THE RECORDS:
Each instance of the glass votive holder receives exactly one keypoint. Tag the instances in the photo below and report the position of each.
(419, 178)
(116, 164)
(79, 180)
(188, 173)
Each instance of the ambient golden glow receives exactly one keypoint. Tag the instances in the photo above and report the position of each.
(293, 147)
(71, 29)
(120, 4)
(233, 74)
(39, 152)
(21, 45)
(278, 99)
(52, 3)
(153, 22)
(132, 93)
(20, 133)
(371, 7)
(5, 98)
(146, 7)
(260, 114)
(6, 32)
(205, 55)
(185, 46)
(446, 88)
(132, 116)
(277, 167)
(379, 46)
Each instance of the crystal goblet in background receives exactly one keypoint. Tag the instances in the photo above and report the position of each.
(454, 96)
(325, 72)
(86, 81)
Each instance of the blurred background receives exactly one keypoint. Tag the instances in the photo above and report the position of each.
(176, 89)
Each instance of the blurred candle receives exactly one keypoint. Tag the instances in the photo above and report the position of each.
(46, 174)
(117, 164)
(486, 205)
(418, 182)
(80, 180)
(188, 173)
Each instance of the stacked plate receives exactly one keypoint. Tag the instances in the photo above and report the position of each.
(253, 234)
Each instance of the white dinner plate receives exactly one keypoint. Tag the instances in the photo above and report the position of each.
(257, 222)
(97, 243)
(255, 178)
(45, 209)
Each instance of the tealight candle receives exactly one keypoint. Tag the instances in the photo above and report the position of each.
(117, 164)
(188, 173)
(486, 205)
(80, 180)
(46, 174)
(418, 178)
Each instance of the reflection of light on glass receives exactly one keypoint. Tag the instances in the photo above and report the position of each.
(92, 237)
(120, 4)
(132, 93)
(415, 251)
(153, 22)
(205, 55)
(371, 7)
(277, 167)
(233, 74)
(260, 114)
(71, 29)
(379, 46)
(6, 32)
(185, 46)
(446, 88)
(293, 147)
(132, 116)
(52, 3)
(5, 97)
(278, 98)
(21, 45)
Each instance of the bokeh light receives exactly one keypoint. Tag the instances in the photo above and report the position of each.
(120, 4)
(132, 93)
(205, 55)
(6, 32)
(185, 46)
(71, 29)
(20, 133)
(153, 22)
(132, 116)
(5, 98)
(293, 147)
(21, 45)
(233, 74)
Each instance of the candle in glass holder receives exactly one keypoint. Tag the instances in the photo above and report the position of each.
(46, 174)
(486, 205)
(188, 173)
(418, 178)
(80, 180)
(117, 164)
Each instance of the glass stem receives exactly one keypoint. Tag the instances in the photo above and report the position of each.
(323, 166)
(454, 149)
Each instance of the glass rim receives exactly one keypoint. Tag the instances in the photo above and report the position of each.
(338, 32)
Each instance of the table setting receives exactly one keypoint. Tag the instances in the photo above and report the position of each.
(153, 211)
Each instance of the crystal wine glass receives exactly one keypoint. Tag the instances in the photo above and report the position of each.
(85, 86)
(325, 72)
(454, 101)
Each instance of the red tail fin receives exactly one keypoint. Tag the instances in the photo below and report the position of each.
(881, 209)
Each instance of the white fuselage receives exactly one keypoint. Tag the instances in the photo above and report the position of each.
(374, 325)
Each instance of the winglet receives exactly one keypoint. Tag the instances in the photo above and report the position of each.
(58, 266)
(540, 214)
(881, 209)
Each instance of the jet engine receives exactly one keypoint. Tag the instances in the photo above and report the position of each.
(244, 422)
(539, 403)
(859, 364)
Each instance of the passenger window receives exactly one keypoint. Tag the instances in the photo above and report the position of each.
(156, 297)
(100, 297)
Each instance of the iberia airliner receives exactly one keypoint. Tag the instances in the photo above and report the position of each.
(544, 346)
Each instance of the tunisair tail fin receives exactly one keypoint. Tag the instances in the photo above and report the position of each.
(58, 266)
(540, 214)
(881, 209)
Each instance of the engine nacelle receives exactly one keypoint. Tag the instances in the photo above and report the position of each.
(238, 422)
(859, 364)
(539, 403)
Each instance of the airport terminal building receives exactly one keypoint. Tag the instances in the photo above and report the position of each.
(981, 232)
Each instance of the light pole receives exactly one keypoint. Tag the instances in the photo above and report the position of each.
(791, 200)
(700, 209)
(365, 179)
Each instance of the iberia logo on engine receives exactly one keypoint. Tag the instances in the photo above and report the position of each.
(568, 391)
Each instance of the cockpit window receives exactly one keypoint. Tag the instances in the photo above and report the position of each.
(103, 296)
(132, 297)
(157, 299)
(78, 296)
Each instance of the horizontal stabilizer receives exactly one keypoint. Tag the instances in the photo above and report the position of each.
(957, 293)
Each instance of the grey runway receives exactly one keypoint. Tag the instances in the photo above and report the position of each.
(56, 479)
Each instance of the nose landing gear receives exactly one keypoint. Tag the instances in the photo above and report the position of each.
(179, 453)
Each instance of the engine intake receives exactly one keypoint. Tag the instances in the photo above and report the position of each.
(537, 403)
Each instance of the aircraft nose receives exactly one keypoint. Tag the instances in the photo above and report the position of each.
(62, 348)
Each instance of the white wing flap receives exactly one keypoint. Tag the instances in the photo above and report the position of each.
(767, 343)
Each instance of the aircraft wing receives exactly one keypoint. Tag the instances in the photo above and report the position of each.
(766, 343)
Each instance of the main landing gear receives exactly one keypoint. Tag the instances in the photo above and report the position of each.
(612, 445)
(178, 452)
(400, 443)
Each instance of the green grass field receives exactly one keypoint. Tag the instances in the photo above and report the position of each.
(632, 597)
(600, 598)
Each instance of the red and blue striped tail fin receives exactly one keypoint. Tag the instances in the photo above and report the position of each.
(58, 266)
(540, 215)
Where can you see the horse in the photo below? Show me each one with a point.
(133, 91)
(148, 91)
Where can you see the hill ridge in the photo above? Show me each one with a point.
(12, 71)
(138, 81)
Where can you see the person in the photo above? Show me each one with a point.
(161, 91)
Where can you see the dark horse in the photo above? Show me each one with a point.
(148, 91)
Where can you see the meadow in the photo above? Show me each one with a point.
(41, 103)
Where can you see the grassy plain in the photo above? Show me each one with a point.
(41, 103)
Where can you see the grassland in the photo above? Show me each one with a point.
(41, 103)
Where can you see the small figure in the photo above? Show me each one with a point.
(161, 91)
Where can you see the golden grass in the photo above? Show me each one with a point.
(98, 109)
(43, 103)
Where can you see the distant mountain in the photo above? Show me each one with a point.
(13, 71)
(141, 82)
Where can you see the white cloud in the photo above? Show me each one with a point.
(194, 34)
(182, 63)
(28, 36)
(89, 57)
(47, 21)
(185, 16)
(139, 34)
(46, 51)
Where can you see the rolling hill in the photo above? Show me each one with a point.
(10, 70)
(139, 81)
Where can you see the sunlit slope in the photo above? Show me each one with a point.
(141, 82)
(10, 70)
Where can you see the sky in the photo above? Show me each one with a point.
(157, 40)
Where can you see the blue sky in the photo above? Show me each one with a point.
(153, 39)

WHAT THIS TASK INVOLVES: Take the material above and print all of it exactly.

RESPONSE:
Each instance of the glass votive holder receives exactly one keypoint. Tag the instances in the photo below and report the position of each.
(419, 178)
(116, 164)
(79, 180)
(188, 173)
Each instance of the ambient golden glow receives exactly one keypoint. Tag the instances in the photo above and report the position of each.
(293, 147)
(71, 29)
(120, 4)
(233, 74)
(39, 152)
(21, 45)
(278, 99)
(52, 3)
(153, 22)
(132, 93)
(20, 133)
(371, 7)
(5, 98)
(146, 7)
(260, 114)
(6, 32)
(205, 55)
(185, 46)
(446, 88)
(132, 116)
(277, 167)
(379, 46)
Each instance of the crystal goblet in background receives exactly one keypoint. Tag the instances in the photo above and report the position of each.
(454, 96)
(325, 72)
(86, 81)
Each instance of the blurred background receives exactly one keypoint. Tag the instances in the photo above and report the position of each.
(176, 89)
Each instance of the blurred candle receives exactly one keypoint. Tag the instances in the photo above and report the position of each.
(46, 174)
(117, 164)
(486, 205)
(418, 182)
(80, 180)
(188, 173)
Each instance of the stacked plate receives exactly one keypoint. Tag the instances in the photo above and report the position of each.
(253, 234)
Each instance of the white dinner plate receives exactly one keypoint. Tag the instances in the photo above and report the position of each.
(257, 222)
(97, 243)
(255, 178)
(45, 209)
Each instance of the tealight candle receives exactly one keypoint. Tag the instances in the photo above and report the position of each.
(117, 164)
(188, 173)
(486, 205)
(80, 180)
(46, 174)
(418, 178)
Each instance of the reflection of light on glass receives exactly one keypoint. Tag the instances in the photo above and report the position of each.
(92, 237)
(120, 4)
(132, 93)
(415, 251)
(153, 22)
(205, 55)
(371, 7)
(277, 167)
(233, 74)
(260, 114)
(71, 29)
(379, 46)
(6, 32)
(185, 46)
(446, 88)
(293, 147)
(132, 116)
(52, 3)
(5, 97)
(278, 98)
(21, 45)
Each instance of the bokeh light receives exactly one keypoint. Tag the instances in the photo above and report the position of each.
(120, 4)
(132, 93)
(205, 55)
(6, 32)
(185, 46)
(71, 29)
(20, 133)
(153, 22)
(132, 116)
(5, 98)
(293, 147)
(21, 45)
(233, 74)
Each instance of the candle in glass holder receives exactly one keypoint. Tag the instances in the photo above and report the position of each.
(46, 174)
(486, 205)
(188, 173)
(418, 178)
(80, 180)
(117, 164)
Each instance of the glass stem receives exactly one keypoint. Tag the instances in the photo above and report the position of each.
(323, 166)
(454, 149)
Each instance of the glass rim receives exactly one keypoint. Tag the instances in the photo above and report the position of each.
(338, 32)
Each instance of the table setting receives exactly one keypoint. Tag the instances in the photo above and report the position of each.
(153, 211)
Each instance of the crystal wine glass receives exactly one keypoint. Tag the instances in the photo above and report the position of each.
(85, 86)
(325, 72)
(454, 101)
Each instance of the red tail fin receives exactly one keypoint. Tag the instances in the photo below and report the position of each.
(881, 209)
Each instance of the white fuselage receives exactly one keypoint. Tag the instances in the photo above and report the position of each.
(374, 325)
Each instance of the winglet receives exactly one keypoint. Tag the instances in the photo above and report the position of each.
(58, 266)
(540, 214)
(881, 209)
Each instance of the jet engine receives exactly one keypoint. Tag the instances in the photo above and report the position of each.
(244, 422)
(539, 403)
(859, 364)
Each instance of the passenger window receives exactly one keypoint. Tag the instances in the photo above and report the position of each.
(156, 297)
(100, 297)
Each instance of the iberia airliner receives exactly one keypoint. Tag the instances in the photo above and report the position of each.
(544, 346)
Each instance of the tunisair tail fin receives exactly one keypoint. Tag the instances in the photo above and report the position of each.
(58, 266)
(540, 214)
(881, 209)
Each instance of the engine nacelle receives exactly one keypoint. Tag the instances in the photo above and report the position of each.
(238, 422)
(859, 364)
(539, 403)
Each instance of the airport terminal building receives exactly one keypoint. Tag the instances in the photo above and report the position of each.
(981, 232)
Each instance of the light pole receives exactly one keypoint. Tag the instances in the photo above and report the position of each.
(791, 200)
(700, 209)
(365, 179)
Each instance of the iberia logo on engine receives exactly one keypoint. Tag the instances in the photo above and report the position of each.
(568, 391)
Each instance of the cockpit window receives exactly one keypoint. Tag the instances in the photo above and report the position of each.
(103, 296)
(132, 297)
(157, 299)
(78, 296)
Each instance of the horizontal stabilizer receives exactly one keypoint. Tag the instances in the photo above and report the position of each.
(957, 293)
Each instance of the grey runway receives exactly one keypoint. Tag the instances in the photo above and report the position of each.
(56, 479)
Each instance of the nose landing gear receives exactly one keypoint. Tag the instances in the photo above and report the position of each.
(179, 453)
Each instance of the engine intake receives exactly one keypoint. Tag the instances in the photo above and report the position of each.
(537, 403)
Each instance of the aircraft nose receives exactly one keypoint. Tag the instances in the photo above and report the position of each.
(62, 348)
Each instance of the white wing flap receives exactly one keypoint. Tag the instances in the photo above and report the position of each.
(767, 343)
Each instance of the aircraft wing receives exactly one keypoint. Tag the instances in the photo above and report the position of each.
(766, 343)
Each instance of the main landing gear receives exactly one keypoint. Tag the instances in the photo above and report the position of each.
(612, 445)
(178, 452)
(400, 443)
Each instance of the green grass field receives exactly one keypoint. Tag the instances in the photo above and report the position of each.
(632, 597)
(600, 598)
Each instance of the red and blue striped tail fin receives exactly one keypoint. Tag the instances in the photo above and report the position of each.
(58, 266)
(540, 215)
Where can you see the horse in the photo below? Show me each one with a point.
(133, 91)
(148, 91)
Where can you see the hill ridge in the photo above? Show me each one with a point.
(12, 71)
(138, 81)
Where can you see the person in the photo above? Show me each one with a point.
(161, 91)
Where can you see the dark horse in the photo above? Show me each one with a point.
(148, 91)
Where can you see the meadow in the photo above? Show me each one with a point.
(41, 103)
Where can you see the grassy plain in the photo above? Show me each one with a point.
(41, 103)
Where can you see the grassland in the photo above? Show me each one with a point.
(41, 103)
Where can you see the small figure in the photo above? Show me each one with a point.
(161, 91)
Where can you see the golden grass in the photo above? Show me each one with a point.
(98, 109)
(43, 103)
Where can you see the distant mountain in the photo above? Show me each one with a point.
(13, 71)
(141, 82)
Where can you see the white cloud in the photo above? Show me each one with a point.
(194, 34)
(182, 63)
(28, 36)
(89, 57)
(47, 21)
(185, 16)
(139, 34)
(46, 51)
Where can you see the rolling hill in the photo above? Show me each one with a point.
(10, 70)
(139, 81)
Where can you see the sunlit slope in the photo above? Show me each one with a point.
(141, 82)
(10, 70)
Where can you see the sky in the photo above? Show me each one with a point.
(157, 40)
Where can you see the blue sky in the photo above? Show me each one with a point.
(153, 39)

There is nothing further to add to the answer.